* [INPUT MATERIAL]
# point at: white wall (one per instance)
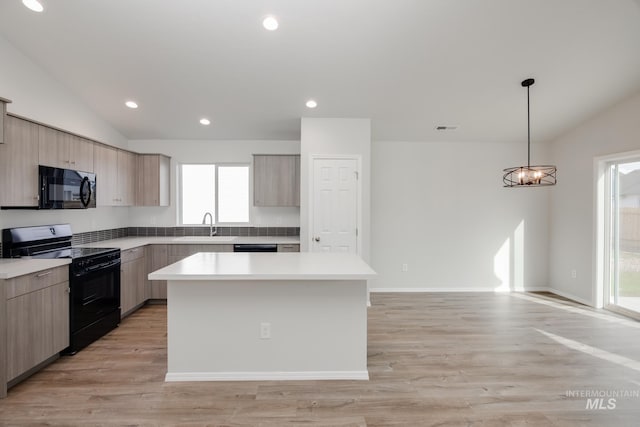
(38, 96)
(572, 210)
(441, 209)
(335, 137)
(212, 152)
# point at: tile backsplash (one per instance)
(117, 233)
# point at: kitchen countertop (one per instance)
(134, 242)
(13, 267)
(212, 266)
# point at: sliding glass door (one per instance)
(623, 293)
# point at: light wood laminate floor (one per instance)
(434, 360)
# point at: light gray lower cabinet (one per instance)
(37, 313)
(133, 282)
(157, 259)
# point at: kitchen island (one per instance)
(266, 316)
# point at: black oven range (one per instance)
(94, 278)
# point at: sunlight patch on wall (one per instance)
(508, 262)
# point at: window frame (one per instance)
(180, 221)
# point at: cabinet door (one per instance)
(126, 178)
(156, 260)
(80, 153)
(153, 180)
(276, 180)
(60, 316)
(139, 268)
(29, 338)
(105, 166)
(53, 148)
(128, 287)
(132, 279)
(19, 164)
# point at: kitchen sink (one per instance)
(206, 239)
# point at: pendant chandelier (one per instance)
(529, 176)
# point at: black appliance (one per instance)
(66, 188)
(255, 248)
(94, 278)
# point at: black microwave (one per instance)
(66, 188)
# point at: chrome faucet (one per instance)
(212, 232)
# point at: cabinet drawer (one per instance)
(132, 254)
(33, 282)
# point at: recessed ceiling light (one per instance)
(34, 5)
(270, 23)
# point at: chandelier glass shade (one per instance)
(529, 176)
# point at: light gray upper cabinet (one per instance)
(19, 164)
(153, 180)
(115, 176)
(276, 180)
(64, 150)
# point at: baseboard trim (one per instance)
(570, 296)
(440, 290)
(266, 376)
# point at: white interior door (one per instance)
(335, 205)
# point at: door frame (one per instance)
(358, 159)
(602, 252)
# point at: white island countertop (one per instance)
(267, 266)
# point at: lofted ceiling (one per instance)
(409, 65)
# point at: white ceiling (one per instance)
(409, 65)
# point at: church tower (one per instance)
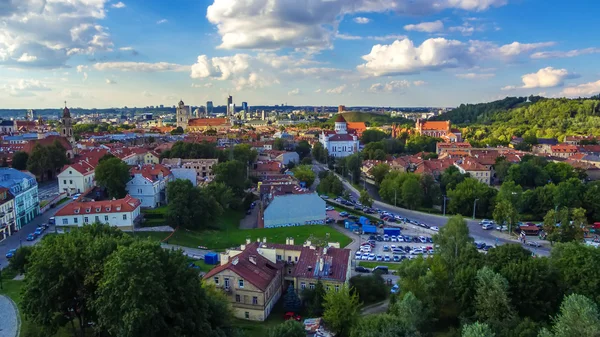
(66, 129)
(182, 115)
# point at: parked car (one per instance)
(11, 253)
(381, 269)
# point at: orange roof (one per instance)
(127, 204)
(208, 122)
(435, 125)
(150, 171)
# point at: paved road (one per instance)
(475, 229)
(9, 320)
(20, 238)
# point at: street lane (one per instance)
(478, 233)
(20, 238)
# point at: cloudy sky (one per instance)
(99, 53)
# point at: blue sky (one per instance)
(99, 53)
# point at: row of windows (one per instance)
(87, 220)
(254, 299)
(311, 286)
(226, 282)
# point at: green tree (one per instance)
(370, 288)
(304, 173)
(477, 330)
(279, 144)
(20, 159)
(39, 161)
(341, 310)
(353, 166)
(291, 301)
(382, 325)
(365, 198)
(290, 328)
(506, 214)
(412, 194)
(147, 290)
(113, 175)
(578, 317)
(303, 149)
(233, 174)
(492, 303)
(379, 172)
(410, 312)
(20, 260)
(191, 207)
(63, 274)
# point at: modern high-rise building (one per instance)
(229, 105)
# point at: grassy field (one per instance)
(12, 288)
(232, 236)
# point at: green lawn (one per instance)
(12, 289)
(232, 236)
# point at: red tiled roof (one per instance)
(81, 166)
(150, 171)
(260, 274)
(340, 137)
(208, 122)
(335, 264)
(127, 204)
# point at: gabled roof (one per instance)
(127, 204)
(251, 267)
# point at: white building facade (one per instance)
(76, 178)
(121, 213)
(340, 143)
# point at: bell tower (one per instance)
(66, 122)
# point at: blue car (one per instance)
(11, 253)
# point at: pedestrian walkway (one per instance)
(9, 320)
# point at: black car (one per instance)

* [WHAT THE TASK ASKS]
Each line in the records above should be reproduced exactly; images are not copied.

* [THE OUTPUT]
# point at: white wall (one per instance)
(38, 96)
(572, 210)
(441, 209)
(335, 137)
(212, 152)
# point at: tile backsplash (one per instance)
(117, 233)
# point at: kitchen countertop (one per instance)
(134, 242)
(13, 267)
(212, 266)
# point at: sliding glass door (one per instance)
(623, 293)
# point at: light wood laminate floor (one per instance)
(434, 360)
# point at: light gray lower cabinet (one per instance)
(37, 313)
(133, 282)
(157, 259)
# point at: kitchen island (one per instance)
(266, 316)
# point at: black oven range (one per instance)
(94, 278)
# point at: sunlight patch on wall (one per instance)
(508, 262)
# point at: window frame (one per instance)
(180, 221)
# point at: cabinet door (one per instance)
(126, 178)
(156, 260)
(80, 153)
(153, 180)
(276, 180)
(60, 316)
(139, 268)
(29, 338)
(105, 166)
(53, 148)
(128, 287)
(132, 279)
(19, 164)
# point at: kitchen sink (one per instance)
(206, 239)
# point at: pendant chandelier (one per instance)
(529, 176)
# point at: black appliance (one per instance)
(66, 188)
(255, 248)
(94, 278)
# point at: black microwave (one per instance)
(66, 188)
# point at: chrome faucet (one per instance)
(212, 232)
# point at: cabinet drawer (one per instance)
(132, 254)
(33, 282)
# point at: recessed ceiling light (one per instance)
(34, 5)
(270, 23)
# point at: chandelier glass shade (one per instance)
(529, 176)
# point at: light gray upper cabinet (one per instance)
(19, 164)
(153, 180)
(115, 176)
(276, 180)
(64, 150)
# point at: baseboard trim (one per instance)
(570, 296)
(440, 290)
(266, 376)
# point at: white interior door (one per instance)
(335, 205)
# point at: door frame (one per instance)
(358, 159)
(602, 252)
# point at: white island countertop (one per instance)
(267, 266)
# point at: lofted ceiling (one per instance)
(409, 65)
# point at: white ceiling (one per instance)
(409, 65)
# point at: church tower (one per instance)
(66, 129)
(182, 115)
# point at: parked car (one per instance)
(11, 253)
(381, 269)
# point at: orange roof (one per instance)
(127, 204)
(208, 122)
(435, 125)
(150, 171)
# point at: paved road (one per instance)
(475, 229)
(9, 320)
(20, 238)
# point at: street lane (one per instance)
(478, 233)
(20, 238)
# point at: cloudy sky (one per instance)
(99, 53)
# point at: blue sky (one per instance)
(99, 53)
# point at: row of windows (one per instance)
(87, 220)
(254, 299)
(311, 286)
(226, 282)
# point at: green tree (one per instance)
(370, 288)
(304, 173)
(477, 330)
(279, 144)
(20, 159)
(39, 161)
(341, 310)
(353, 166)
(291, 301)
(382, 325)
(365, 198)
(290, 328)
(506, 214)
(412, 194)
(147, 290)
(113, 175)
(578, 317)
(303, 149)
(233, 174)
(492, 303)
(379, 172)
(410, 312)
(20, 260)
(191, 207)
(63, 274)
# point at: modern high-rise building (one per instance)
(229, 105)
# point at: grassy field (one per instance)
(12, 288)
(232, 236)
# point at: green lawn (one per instance)
(12, 289)
(232, 236)
# point at: red tiled roof (one per instance)
(81, 166)
(150, 171)
(260, 274)
(340, 137)
(208, 122)
(335, 264)
(127, 204)
# point at: gabled roof (one per instance)
(127, 204)
(251, 267)
# point at: white building facade (one per instance)
(76, 178)
(121, 213)
(340, 143)
# point at: bell tower (one per instance)
(66, 122)
# point at: blue car (one per instance)
(11, 253)
# point at: pedestrian walkway (one per instance)
(9, 320)
# point at: black car (one per instance)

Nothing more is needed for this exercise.